*Dataset excerpts*:
******
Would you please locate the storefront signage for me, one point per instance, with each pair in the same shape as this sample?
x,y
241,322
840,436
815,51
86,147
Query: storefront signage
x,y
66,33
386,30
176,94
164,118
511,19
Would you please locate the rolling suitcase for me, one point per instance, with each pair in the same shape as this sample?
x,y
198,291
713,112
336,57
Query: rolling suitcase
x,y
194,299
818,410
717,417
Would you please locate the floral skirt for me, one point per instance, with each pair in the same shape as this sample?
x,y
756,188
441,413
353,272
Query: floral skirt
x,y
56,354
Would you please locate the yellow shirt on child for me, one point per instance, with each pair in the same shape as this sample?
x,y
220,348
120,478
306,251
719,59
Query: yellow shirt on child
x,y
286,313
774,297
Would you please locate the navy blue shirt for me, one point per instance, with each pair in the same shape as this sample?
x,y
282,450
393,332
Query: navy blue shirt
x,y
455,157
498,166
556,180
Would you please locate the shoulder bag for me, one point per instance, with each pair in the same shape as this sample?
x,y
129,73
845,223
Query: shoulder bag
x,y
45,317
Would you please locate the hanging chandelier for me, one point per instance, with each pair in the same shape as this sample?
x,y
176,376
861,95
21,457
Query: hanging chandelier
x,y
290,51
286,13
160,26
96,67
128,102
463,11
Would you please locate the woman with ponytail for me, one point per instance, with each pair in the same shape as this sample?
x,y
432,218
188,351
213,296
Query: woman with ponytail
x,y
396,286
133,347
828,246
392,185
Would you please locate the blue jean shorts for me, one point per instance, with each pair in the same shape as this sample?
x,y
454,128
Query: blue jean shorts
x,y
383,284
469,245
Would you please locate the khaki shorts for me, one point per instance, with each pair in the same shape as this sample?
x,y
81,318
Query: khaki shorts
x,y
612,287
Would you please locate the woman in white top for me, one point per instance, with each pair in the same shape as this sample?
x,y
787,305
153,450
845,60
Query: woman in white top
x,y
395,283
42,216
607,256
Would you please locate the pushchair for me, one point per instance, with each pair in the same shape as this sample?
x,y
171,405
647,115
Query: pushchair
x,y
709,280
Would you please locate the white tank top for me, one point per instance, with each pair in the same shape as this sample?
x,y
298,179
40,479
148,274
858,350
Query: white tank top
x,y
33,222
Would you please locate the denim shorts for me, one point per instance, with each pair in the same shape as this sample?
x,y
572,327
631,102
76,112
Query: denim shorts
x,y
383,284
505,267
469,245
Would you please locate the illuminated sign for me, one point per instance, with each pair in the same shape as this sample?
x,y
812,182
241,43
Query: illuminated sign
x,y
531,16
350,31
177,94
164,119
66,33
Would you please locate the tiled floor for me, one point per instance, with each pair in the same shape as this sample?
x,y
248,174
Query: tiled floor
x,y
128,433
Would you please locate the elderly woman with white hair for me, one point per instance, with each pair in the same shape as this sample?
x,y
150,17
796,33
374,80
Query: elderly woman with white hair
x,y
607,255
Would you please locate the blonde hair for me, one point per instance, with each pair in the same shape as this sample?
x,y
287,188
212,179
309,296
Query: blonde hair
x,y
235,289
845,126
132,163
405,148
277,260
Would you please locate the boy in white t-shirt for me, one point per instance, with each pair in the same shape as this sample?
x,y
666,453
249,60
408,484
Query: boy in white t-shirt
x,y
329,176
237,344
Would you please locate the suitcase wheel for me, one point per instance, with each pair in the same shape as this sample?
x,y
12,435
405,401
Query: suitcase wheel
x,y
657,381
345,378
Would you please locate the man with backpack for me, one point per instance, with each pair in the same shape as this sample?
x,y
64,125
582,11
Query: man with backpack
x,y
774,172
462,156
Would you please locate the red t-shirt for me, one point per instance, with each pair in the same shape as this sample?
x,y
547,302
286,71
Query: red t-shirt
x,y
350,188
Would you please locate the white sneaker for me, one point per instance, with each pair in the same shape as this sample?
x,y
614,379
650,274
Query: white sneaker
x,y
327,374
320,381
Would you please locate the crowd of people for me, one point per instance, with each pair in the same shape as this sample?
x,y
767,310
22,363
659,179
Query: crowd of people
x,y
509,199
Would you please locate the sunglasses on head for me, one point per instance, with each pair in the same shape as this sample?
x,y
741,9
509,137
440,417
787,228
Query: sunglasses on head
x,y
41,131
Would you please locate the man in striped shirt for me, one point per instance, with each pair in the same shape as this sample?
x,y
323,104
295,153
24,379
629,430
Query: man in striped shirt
******
*Directions*:
Your task is to write out every record exactly.

*Answer space*:
Would you please locate the storefront signage for me, one point per instance, with each pair in the same shape as this sample?
x,y
241,322
840,436
815,51
86,147
Query: storefront signage
x,y
66,33
386,30
176,94
164,118
511,19
Would you please locate the rolling suitcase for me, one point per instance, with each pair in the same shape as this sample?
x,y
198,291
713,112
336,57
Query: rolling suitcase
x,y
194,299
818,410
717,417
Would you please locate the floral skirt for me, one point per instance, with each pair in the same shape as this sample?
x,y
756,188
441,413
353,272
Query: floral skirt
x,y
56,354
Would you please locate the yellow shirt on child for me, one point per instance, with each pair in the same shape as this sample?
x,y
220,348
120,478
306,251
719,59
Query: yellow shirt on child
x,y
286,313
774,297
Would you please locate the navy blue shirt for me, one point per instance, with each pair in the same shape as this sample?
x,y
282,450
393,332
Query: navy blue shirt
x,y
455,157
498,166
556,180
Would you please locate the shoulder bag for me, one point per instance, with each pair in the same shape as this sample?
x,y
129,73
845,223
Query: shoulder bag
x,y
45,317
Would you please locate the hanging chandelier for me, one point per instance, with each pair in the same shape as this sample?
x,y
176,376
861,95
21,457
Query: hanging chandelier
x,y
290,51
286,13
160,26
96,67
128,102
463,11
Would you please locate the woman with ponytail for me, one point per instance, with each pair in the same shape as this sample?
x,y
432,218
188,351
213,296
Query: woman with ponytail
x,y
396,286
133,347
828,246
392,185
Would you please locate the blue jean shorts for me, one point per instance, with each pair in the same shape as this sample?
x,y
454,128
Query: blue jean shorts
x,y
383,284
469,245
Would you please locate the khaki shorts for me, one point per instance, with each pair in the same shape as this sample?
x,y
81,318
Query: khaki shorts
x,y
612,287
Would you please locate the woman in white top for me, one point per instance, with each pair in the same shape as this sample?
x,y
787,305
153,450
845,60
Query: woman in white top
x,y
395,283
42,216
607,256
Would you please locate the pushchair for me, one point per instance, with each pair in the same shape as this sample?
x,y
171,405
647,115
Query: pushchair
x,y
709,280
Would you please locate the white tank top for me, one point per instance, with each pair in the same shape as this sample?
x,y
298,179
40,479
148,274
858,350
Query: white tank top
x,y
33,222
Would you please locate the denim shorts for me, one point per instance, with each pair in the same shape as this sample?
x,y
572,327
631,102
76,112
Query: denim shorts
x,y
383,284
505,267
469,245
Would you please locate the illuminated sign for me, one point per instance, with each pair in the same shape as this sample?
x,y
812,182
241,43
Query: illuminated sign
x,y
531,16
350,31
177,94
164,119
66,33
Would you please locate the tiled floor for me, one point per instance, with each pair in the same shape as this sample?
x,y
248,174
Query: tiled floor
x,y
128,433
Would you please locate the elderly woman with white hair for me, one point per instance, with each pair in the same shape as this sample?
x,y
150,17
796,33
374,80
Query: elderly woman with white hair
x,y
607,255
Would you please locate the blonde hair for me, one point per instance, with each pair in the same shape as this sample?
x,y
287,188
212,179
309,296
Query: blonde hair
x,y
235,289
845,126
132,163
405,148
277,260
Would you please locate the boy in white t-shirt for me, one point per instance, with each pair in the same shape as this sample?
x,y
666,453
249,60
408,484
Query: boy in white t-shirt
x,y
329,176
237,344
Would you please locate the suitcase wheel for me, one point per instance, with each pair in the same shape as this sample?
x,y
12,435
405,401
Query: suitcase wheel
x,y
657,381
345,378
Would you please locate the man with backpack for me, one point per instance, with each pair in the same shape as this sample?
x,y
64,125
582,11
Query: man with backpack
x,y
774,172
462,156
Would you please locate the red t-shirt for me, one point per instance, with each pair in the same shape as this sample?
x,y
547,302
286,71
Query: red t-shirt
x,y
350,188
Would you please locate the white sneaker for me, one point per instance, with each pair in the same shape as this sample?
x,y
614,379
650,274
Query: white sneaker
x,y
327,374
320,381
Would you please locate the crowd of people for me, one point per instance, with each pair in the same shape as this sample?
x,y
767,310
22,363
659,179
Query: crowd of people
x,y
509,199
Would you please locate the sunglasses on head for me, one point per instance, with each pair in the same shape as this sample?
x,y
741,9
509,137
440,417
787,228
Query: sunglasses on head
x,y
41,131
Would you please locate the man in striped shirt for me, one point per instance, with each pair in the same shape as this sample?
x,y
323,104
295,153
24,379
629,430
Query: man in striped shirt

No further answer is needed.